[Opening MATERIAL FOR THIS TASK section]

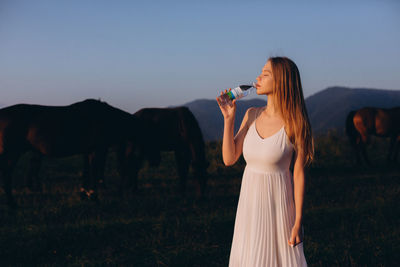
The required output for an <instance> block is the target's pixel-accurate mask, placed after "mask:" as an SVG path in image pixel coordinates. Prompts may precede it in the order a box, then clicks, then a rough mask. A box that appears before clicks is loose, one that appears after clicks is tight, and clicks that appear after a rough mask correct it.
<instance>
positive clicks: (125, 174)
mask: <svg viewBox="0 0 400 267" xmlns="http://www.w3.org/2000/svg"><path fill="white" fill-rule="evenodd" d="M133 149H134V148H133V147H132V144H128V145H126V144H121V145H120V146H119V148H118V152H117V162H118V171H119V175H120V184H119V193H120V194H121V195H124V193H125V192H126V190H125V189H127V188H129V189H132V187H133V191H137V189H138V186H137V176H138V172H139V170H140V168H141V164H142V158H141V156H137V155H136V154H137V153H135V151H134V150H133Z"/></svg>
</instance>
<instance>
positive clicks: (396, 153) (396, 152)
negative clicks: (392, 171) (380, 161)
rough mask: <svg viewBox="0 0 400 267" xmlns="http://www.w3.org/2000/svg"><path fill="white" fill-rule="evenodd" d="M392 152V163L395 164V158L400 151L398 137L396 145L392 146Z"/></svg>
mask: <svg viewBox="0 0 400 267" xmlns="http://www.w3.org/2000/svg"><path fill="white" fill-rule="evenodd" d="M394 147H395V148H394V152H393V162H394V163H395V164H396V163H397V157H398V155H399V151H400V135H399V136H398V137H397V141H396V144H395V146H394Z"/></svg>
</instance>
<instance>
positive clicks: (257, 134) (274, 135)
mask: <svg viewBox="0 0 400 267" xmlns="http://www.w3.org/2000/svg"><path fill="white" fill-rule="evenodd" d="M262 110H264V108H263V109H262ZM258 114H259V112H257V114H256V118H255V120H254V129H255V131H256V134H257V135H258V137H259V138H260V139H261V140H266V139H268V138H271V137H273V136H275V135H277V134H278V133H280V131H282V129H283V128H285V124H283V125H282V127H281V128H280V129H279V130H278V131H277V132H275V133H274V134H272V135H270V136H268V137H264V138H263V137H262V136H261V135H260V134H259V133H258V130H257V124H256V121H257V118H258Z"/></svg>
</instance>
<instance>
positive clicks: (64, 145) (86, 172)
mask: <svg viewBox="0 0 400 267" xmlns="http://www.w3.org/2000/svg"><path fill="white" fill-rule="evenodd" d="M137 123H138V120H137V119H136V118H135V117H134V116H132V115H131V114H130V113H128V112H125V111H122V110H120V109H117V108H114V107H112V106H110V105H108V104H107V103H105V102H101V101H98V100H93V99H87V100H85V101H82V102H77V103H75V104H72V105H69V106H42V105H28V104H18V105H13V106H9V107H6V108H3V109H0V175H2V177H3V180H4V189H5V192H6V195H7V199H8V204H9V205H10V206H13V207H15V201H14V199H13V196H12V192H11V191H12V181H11V177H12V172H13V169H14V166H15V164H16V162H17V160H18V158H19V157H20V155H21V154H23V153H25V152H27V151H33V152H34V156H33V157H32V160H31V164H30V170H29V175H28V180H29V183H30V185H31V186H32V184H33V181H36V184H40V182H39V177H38V172H39V168H40V163H41V157H42V155H46V156H49V157H65V156H70V155H75V154H83V155H84V158H85V161H84V162H85V170H84V176H85V180H84V183H83V185H82V188H81V192H82V194H81V196H84V195H87V196H88V197H89V198H91V197H92V198H94V199H95V198H96V197H97V194H96V188H97V181H98V179H103V175H104V165H105V160H106V155H107V151H108V148H109V147H110V146H111V145H117V146H118V150H117V151H118V153H117V154H118V163H119V167H120V169H123V166H124V164H126V162H125V158H126V157H125V154H126V151H125V149H126V142H127V141H128V140H130V139H136V137H135V136H136V132H135V128H136V127H137ZM33 187H34V186H33ZM39 190H40V188H39Z"/></svg>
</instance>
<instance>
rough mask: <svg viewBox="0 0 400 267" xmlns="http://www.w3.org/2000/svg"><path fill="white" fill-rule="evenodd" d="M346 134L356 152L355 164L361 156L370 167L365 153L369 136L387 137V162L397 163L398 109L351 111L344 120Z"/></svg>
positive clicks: (399, 107) (362, 110)
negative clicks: (388, 145) (387, 154)
mask: <svg viewBox="0 0 400 267" xmlns="http://www.w3.org/2000/svg"><path fill="white" fill-rule="evenodd" d="M346 132H347V136H348V137H349V141H350V144H351V145H352V146H353V148H354V149H355V151H356V156H357V162H358V163H361V157H360V153H361V155H362V156H363V157H364V160H365V162H366V163H367V164H368V165H371V162H370V161H369V159H368V155H367V152H366V145H368V144H369V143H370V136H371V135H375V136H378V137H389V138H390V147H389V153H388V155H387V160H388V161H389V162H390V163H396V162H397V156H398V154H399V146H400V107H395V108H390V109H384V108H374V107H365V108H361V109H359V110H355V111H351V112H350V113H349V114H348V115H347V119H346Z"/></svg>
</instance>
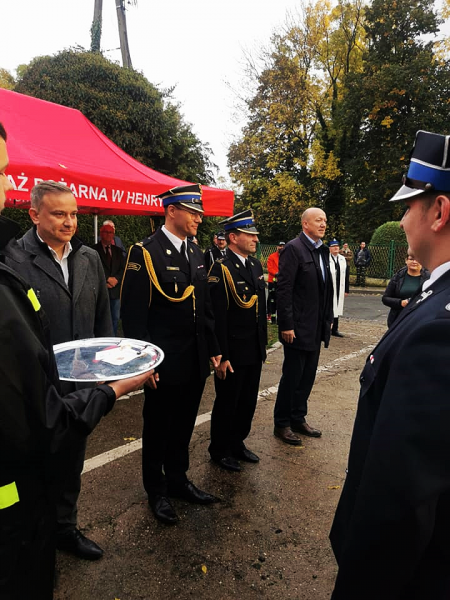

[Closing MATERIAL FOR THIS TASK section]

§ WHAT TO DO
Keeping the pictures out, output the records from above exactly and completely.

§ FINAL ANSWER
The required output for an <instance> block is the target's pixel-accurate mask, placed after "mask:" as an SVG path in image pixel coordinates. Prompts may precede it in the order a box, then clicks, then a rough mask. A box that appears before clicks is loose, one that appears after clicks is tight, and clicks that appear after a rough mask correct it.
<instance>
positive clicks: (125, 174)
mask: <svg viewBox="0 0 400 267" xmlns="http://www.w3.org/2000/svg"><path fill="white" fill-rule="evenodd" d="M133 149H134V148H133V147H132V144H128V145H126V144H121V145H120V146H119V148H118V152H117V162H118V171H119V175H120V184H119V193H120V194H121V195H124V193H125V192H126V190H125V189H127V188H129V189H132V187H133V191H137V189H138V186H137V176H138V172H139V170H140V168H141V164H142V158H141V156H137V155H136V154H137V153H135V151H134V150H133Z"/></svg>
</instance>
<instance>
positive clicks: (396, 153) (396, 152)
negative clicks: (392, 171) (380, 161)
rough mask: <svg viewBox="0 0 400 267" xmlns="http://www.w3.org/2000/svg"><path fill="white" fill-rule="evenodd" d="M392 152V163L395 164V158L400 151L398 137L396 145L392 146Z"/></svg>
mask: <svg viewBox="0 0 400 267" xmlns="http://www.w3.org/2000/svg"><path fill="white" fill-rule="evenodd" d="M394 147H395V148H394V152H393V162H394V163H395V164H396V163H397V157H398V155H399V151H400V135H399V136H398V137H397V141H396V144H395V146H394Z"/></svg>
</instance>
<instance>
positive clicks: (257, 134) (274, 135)
mask: <svg viewBox="0 0 400 267" xmlns="http://www.w3.org/2000/svg"><path fill="white" fill-rule="evenodd" d="M262 110H264V108H263V109H262ZM258 114H259V112H257V114H256V118H255V120H254V129H255V131H256V134H257V135H258V137H259V138H260V139H261V140H266V139H268V138H271V137H273V136H275V135H277V134H278V133H280V131H282V129H283V128H285V124H283V125H282V127H281V128H280V129H279V130H278V131H277V132H275V133H274V134H272V135H270V136H268V137H264V138H263V137H262V136H261V135H260V134H259V133H258V130H257V124H256V121H257V118H258Z"/></svg>
</instance>
<instance>
positive clicks: (64, 145) (86, 172)
mask: <svg viewBox="0 0 400 267" xmlns="http://www.w3.org/2000/svg"><path fill="white" fill-rule="evenodd" d="M137 123H138V120H137V119H136V118H135V117H134V116H132V115H131V114H130V113H128V112H125V111H122V110H120V109H117V108H114V107H112V106H110V105H108V104H107V103H105V102H101V101H98V100H93V99H87V100H85V101H82V102H77V103H75V104H72V105H69V106H42V105H28V104H18V105H13V106H9V107H6V108H3V109H0V175H2V177H3V180H4V189H5V192H6V195H7V199H8V204H9V205H10V206H13V207H15V201H14V199H13V196H12V192H11V191H12V181H11V177H12V172H13V169H14V166H15V164H16V162H17V160H18V158H19V157H20V155H21V154H23V153H25V152H27V151H33V152H34V156H33V157H32V160H31V164H30V170H29V175H28V180H29V183H30V185H31V186H32V184H33V181H36V184H40V182H39V177H38V172H39V168H40V163H41V157H42V155H46V156H49V157H65V156H70V155H75V154H83V155H84V158H85V161H84V162H85V170H84V176H85V180H84V183H83V185H82V188H81V192H82V194H81V196H84V195H87V196H88V197H89V198H91V197H92V198H94V199H95V198H96V197H97V194H96V188H97V181H98V179H103V175H104V165H105V160H106V155H107V151H108V148H109V147H110V146H111V145H117V146H118V150H117V151H118V153H117V154H118V163H119V167H120V169H123V166H124V164H126V162H125V158H126V157H125V154H126V151H125V149H126V142H127V141H128V140H130V139H136V137H135V136H136V132H135V128H136V127H137ZM33 187H34V186H33ZM39 190H40V188H39Z"/></svg>
</instance>
<instance>
rough mask: <svg viewBox="0 0 400 267" xmlns="http://www.w3.org/2000/svg"><path fill="white" fill-rule="evenodd" d="M346 134L356 152L355 164L361 156L370 167L365 153L369 136L387 137V162L397 163L398 109L351 111L344 120Z"/></svg>
positive clicks: (399, 107) (362, 110)
negative clicks: (388, 145) (387, 154)
mask: <svg viewBox="0 0 400 267" xmlns="http://www.w3.org/2000/svg"><path fill="white" fill-rule="evenodd" d="M346 132H347V136H348V137H349V141H350V144H351V145H352V146H353V148H354V149H355V151H356V156H357V162H358V163H361V157H360V153H361V155H362V156H363V157H364V160H365V162H366V163H367V164H368V165H371V162H370V161H369V159H368V155H367V152H366V145H368V144H369V143H370V136H371V135H375V136H378V137H389V138H390V147H389V153H388V155H387V160H388V161H389V162H390V163H396V162H397V156H398V154H399V146H400V107H395V108H390V109H384V108H374V107H365V108H361V109H359V110H355V111H351V112H350V113H349V114H348V115H347V119H346Z"/></svg>
</instance>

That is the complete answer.